Begin Text shown
The traditional summer holidays are beginning to take hold and, in South-East Asia, the week is two days shorter with days off Thursday and Friday, making market players reluctant to take up major positions.
The Asia IG index was flat with quotes at 142bp, although the Australian index tightened about 2bp after the Reserve Bank of Australia cut its benchmark rate to 2.5%.
Korean bonds, particularly short-dated ones, found good bids. The most recently priced 2018s from Korea Gas were about 1bp tighter at 142bp-138bp.
The appetite for Korean paper encouraged SK Innovation to emerge this morning with a 5-year deal indicated at 255bp over US Treasuries. It looked wide relative to other Korean names, such as LG Corp’s bonds, which were at 145bp.
The Indian credit curve was fairly stable today, with some buying seen in shorter-dated notes. Some paper, particularly in the 3-year segment, was heard being exchanged. However, one Singapore-based trader said: “It is still not that active since no one wants to go short or long, which makes it pretty boring.”
IOC’s 2023s were around 345bp mid-spread, but the bid-offer gap remained very wide, reflecting the lack of interest in Indian 10-year paper.
In the China segment, Poly Real Estate’s 2018s were indicated at 345bp/335bp, slightly tighter from yesterday, but still wide from the reoffer spread of 335bp, while buyers of Baidu’s 2018s could not find any good offers since the notes went mainly to the US markets.
Longyuan’s 2016s were barely traded today, after pricing at 285bp last night, on account of the small size, which meant that investors were holding on tightly to the paper. Still, they were being quoted some 10bp tighter in spread, where quotes could be found.
End Text shown
(Task prompt)
Transcribe the passage of the Asian bond market report between "The Asia IG" and "were at 145bp.", inclusive.
Begin Data provided
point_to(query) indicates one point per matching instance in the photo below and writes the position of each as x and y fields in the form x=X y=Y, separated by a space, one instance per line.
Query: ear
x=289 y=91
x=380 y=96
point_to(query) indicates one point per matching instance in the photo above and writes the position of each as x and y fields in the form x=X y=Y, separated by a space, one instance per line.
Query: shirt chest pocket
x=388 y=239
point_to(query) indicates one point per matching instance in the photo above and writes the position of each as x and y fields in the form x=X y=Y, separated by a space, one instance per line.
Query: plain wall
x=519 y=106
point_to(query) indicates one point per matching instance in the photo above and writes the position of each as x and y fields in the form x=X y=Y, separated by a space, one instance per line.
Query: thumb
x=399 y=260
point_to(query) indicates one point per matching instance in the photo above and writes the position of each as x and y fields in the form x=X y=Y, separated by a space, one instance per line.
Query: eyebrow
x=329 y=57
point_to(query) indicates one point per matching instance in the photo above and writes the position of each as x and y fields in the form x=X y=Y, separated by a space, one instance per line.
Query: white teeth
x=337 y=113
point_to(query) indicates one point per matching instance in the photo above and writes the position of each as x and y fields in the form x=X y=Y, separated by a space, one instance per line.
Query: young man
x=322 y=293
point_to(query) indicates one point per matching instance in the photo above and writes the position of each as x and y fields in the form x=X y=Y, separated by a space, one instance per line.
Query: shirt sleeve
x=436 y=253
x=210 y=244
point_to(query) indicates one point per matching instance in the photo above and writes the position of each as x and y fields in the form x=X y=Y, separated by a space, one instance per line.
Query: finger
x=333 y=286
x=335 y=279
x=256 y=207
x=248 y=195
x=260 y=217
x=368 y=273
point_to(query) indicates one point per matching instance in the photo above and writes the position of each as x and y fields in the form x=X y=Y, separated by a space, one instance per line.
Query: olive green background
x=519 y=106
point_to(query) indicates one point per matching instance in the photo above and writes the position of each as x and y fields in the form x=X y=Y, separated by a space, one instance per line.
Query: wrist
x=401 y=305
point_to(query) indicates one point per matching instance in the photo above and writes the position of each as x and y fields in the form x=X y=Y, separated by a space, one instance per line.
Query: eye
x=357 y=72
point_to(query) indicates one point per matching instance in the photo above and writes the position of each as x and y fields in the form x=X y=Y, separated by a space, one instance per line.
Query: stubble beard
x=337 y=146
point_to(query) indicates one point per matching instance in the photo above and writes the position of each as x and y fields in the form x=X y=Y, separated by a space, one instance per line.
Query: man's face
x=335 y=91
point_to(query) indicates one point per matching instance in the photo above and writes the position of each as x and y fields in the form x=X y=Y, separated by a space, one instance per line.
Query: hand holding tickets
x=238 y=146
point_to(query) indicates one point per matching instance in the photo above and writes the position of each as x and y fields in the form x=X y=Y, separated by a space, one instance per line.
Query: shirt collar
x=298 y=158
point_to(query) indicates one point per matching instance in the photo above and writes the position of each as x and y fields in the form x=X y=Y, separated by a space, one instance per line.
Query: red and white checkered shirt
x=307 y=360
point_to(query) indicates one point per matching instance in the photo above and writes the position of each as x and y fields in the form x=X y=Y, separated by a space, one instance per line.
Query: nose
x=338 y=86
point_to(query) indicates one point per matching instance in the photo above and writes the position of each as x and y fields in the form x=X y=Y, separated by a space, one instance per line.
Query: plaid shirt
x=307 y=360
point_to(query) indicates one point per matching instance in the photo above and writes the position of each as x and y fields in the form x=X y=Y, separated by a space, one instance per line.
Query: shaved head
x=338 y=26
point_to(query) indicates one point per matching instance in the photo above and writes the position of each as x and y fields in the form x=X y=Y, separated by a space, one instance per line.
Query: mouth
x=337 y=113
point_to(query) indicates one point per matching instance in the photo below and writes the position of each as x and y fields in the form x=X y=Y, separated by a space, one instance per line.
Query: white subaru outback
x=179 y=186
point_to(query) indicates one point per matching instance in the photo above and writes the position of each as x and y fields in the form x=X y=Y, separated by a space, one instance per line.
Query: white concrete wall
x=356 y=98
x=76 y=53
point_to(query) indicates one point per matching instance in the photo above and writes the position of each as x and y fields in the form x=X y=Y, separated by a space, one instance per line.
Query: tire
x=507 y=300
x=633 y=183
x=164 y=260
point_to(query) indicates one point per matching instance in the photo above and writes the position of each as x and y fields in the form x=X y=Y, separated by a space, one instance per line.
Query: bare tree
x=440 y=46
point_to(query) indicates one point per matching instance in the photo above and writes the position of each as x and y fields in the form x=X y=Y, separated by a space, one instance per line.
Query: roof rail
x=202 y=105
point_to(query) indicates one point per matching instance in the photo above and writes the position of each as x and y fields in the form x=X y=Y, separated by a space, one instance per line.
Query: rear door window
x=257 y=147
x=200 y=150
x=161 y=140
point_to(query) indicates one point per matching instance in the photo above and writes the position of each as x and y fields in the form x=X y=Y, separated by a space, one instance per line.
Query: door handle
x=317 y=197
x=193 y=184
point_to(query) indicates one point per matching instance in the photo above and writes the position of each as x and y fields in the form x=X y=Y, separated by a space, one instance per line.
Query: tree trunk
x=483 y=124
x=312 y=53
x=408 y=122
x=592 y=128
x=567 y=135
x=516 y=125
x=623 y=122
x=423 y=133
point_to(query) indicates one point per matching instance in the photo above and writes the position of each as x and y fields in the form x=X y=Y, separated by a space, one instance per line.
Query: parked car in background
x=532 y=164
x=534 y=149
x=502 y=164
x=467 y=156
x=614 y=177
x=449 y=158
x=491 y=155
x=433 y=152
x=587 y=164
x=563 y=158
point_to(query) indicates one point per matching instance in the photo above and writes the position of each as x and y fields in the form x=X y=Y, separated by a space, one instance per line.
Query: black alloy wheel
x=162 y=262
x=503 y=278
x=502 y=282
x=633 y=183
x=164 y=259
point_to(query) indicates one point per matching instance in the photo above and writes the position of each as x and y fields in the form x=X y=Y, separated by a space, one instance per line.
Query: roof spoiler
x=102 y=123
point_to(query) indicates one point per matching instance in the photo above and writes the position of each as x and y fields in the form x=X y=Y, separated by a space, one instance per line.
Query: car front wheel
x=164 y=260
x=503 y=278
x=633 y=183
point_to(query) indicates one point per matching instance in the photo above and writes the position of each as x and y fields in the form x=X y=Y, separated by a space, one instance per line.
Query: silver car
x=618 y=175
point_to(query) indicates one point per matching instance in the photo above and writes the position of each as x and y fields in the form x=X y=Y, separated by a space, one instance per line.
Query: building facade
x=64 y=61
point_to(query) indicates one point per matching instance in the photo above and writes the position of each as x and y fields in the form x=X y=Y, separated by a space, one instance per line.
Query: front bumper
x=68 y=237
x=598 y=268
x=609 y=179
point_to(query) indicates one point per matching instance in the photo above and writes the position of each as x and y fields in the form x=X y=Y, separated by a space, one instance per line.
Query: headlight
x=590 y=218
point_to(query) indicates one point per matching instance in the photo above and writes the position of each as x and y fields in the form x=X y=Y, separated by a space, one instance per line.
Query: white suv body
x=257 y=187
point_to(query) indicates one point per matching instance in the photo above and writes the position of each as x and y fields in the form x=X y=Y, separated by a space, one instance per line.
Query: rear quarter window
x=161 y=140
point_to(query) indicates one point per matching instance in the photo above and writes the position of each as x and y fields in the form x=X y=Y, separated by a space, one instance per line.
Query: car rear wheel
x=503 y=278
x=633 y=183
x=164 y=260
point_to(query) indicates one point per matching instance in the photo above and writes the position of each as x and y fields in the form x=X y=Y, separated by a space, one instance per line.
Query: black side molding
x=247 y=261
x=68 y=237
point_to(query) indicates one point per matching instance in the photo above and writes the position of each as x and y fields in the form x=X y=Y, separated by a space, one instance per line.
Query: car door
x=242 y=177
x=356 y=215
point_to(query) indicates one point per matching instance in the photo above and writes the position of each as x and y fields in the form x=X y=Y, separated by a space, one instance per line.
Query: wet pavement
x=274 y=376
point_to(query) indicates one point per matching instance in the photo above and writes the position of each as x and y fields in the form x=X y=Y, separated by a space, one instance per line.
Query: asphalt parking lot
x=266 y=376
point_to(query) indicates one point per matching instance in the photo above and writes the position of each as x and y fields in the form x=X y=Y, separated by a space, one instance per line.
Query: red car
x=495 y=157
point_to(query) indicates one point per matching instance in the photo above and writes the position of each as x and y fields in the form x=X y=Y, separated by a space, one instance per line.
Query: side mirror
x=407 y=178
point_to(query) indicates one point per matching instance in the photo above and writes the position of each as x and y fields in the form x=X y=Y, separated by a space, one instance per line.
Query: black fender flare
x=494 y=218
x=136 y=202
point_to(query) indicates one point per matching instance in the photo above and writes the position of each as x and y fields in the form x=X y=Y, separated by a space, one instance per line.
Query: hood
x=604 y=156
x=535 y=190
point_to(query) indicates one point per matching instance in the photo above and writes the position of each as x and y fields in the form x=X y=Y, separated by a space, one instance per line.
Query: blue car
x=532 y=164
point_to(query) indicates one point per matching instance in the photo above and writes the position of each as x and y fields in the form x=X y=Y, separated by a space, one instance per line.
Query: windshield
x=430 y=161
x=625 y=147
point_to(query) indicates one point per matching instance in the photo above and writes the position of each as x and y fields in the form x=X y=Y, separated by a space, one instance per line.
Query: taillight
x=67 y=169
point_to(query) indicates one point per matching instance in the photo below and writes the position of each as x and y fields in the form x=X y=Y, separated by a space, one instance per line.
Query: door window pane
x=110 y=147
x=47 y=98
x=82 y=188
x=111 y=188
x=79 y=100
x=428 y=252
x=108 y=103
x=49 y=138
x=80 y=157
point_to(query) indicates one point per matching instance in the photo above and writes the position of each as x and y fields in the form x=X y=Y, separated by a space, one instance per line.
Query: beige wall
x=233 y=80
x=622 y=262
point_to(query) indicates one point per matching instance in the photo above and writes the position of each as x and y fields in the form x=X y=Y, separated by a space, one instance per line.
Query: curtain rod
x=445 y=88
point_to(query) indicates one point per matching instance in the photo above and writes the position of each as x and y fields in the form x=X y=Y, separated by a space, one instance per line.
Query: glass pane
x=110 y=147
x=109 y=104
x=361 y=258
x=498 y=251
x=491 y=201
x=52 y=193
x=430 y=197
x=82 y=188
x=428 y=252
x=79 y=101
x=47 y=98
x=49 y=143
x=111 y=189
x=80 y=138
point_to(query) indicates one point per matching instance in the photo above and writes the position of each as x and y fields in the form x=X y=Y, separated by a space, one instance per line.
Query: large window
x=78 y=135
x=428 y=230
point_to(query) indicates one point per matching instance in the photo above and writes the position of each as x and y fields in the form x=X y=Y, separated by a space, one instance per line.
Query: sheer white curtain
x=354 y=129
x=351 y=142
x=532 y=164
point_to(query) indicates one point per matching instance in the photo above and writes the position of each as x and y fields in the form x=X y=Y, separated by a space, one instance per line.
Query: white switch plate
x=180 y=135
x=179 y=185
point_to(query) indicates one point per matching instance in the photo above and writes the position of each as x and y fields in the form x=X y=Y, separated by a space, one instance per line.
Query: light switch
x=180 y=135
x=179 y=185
End Data provided
(Response to this exercise)
The Asia IG index was flat with quotes at 142bp, although the Australian index tightened about 2bp after the Reserve Bank of Australia cut its benchmark rate to 2.5%.
Korean bonds, particularly short-dated ones, found good bids. The most recently priced 2018s from Korea Gas were about 1bp tighter at 142bp-138bp.
The appetite for Korean paper encouraged SK Innovation to emerge this morning with a 5-year deal indicated at 255bp over US Treasuries. It looked wide relative to other Korean names, such as LG Corp’s bonds, which were at 145bp.